[What the task requires]:
Rewrite the listing below, substituting "photograph" for every occurrence of "screenshot" and keeping all other text unchanged. Leave out the pictures.
--- START OF Provided material ---
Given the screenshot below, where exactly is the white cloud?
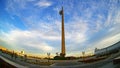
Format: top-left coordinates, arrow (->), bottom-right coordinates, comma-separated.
35,0 -> 52,7
0,30 -> 54,52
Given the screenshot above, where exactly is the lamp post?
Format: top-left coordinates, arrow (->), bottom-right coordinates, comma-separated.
47,53 -> 50,62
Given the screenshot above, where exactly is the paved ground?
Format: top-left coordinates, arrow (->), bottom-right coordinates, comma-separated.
0,52 -> 120,68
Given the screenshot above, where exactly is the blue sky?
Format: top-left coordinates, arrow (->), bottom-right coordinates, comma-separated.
0,0 -> 120,56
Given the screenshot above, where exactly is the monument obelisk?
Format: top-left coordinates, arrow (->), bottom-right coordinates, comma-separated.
59,7 -> 66,57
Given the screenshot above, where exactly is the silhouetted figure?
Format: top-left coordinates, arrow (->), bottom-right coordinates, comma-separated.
24,54 -> 27,62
--- END OF Provided material ---
[Answer to the task]:
Given the photograph below, where exactly is the white cloud?
Format: top-left coordinates, arrow (->), bottom-right coordinates, comma-separated.
35,0 -> 52,7
0,30 -> 54,52
Given the photograph above, where exactly is the lamp post?
Format: top-left coordinates, arrow (->), bottom-right coordinates, comma-separated.
47,53 -> 50,62
Given the photograph above, where exactly is the paved ground?
Format: top-left coordinates, arrow (->), bottom-right coordinates, comma-separated.
0,52 -> 120,68
Given the photograph above, where exactly is the blue sky?
Format: top-left coordinates, arrow (->), bottom-right coordinates, comma-separated.
0,0 -> 120,56
Given the photograph above, where exactly is the monument obelisk?
Format: top-left coordinates, arrow (->), bottom-right coordinates, comma-separated.
59,7 -> 66,57
Given the photograph above, where exactly is the silhouetted figure?
Format: top-left coordinates, arrow (->), bottom-right coordinates, comma-separated.
24,54 -> 27,62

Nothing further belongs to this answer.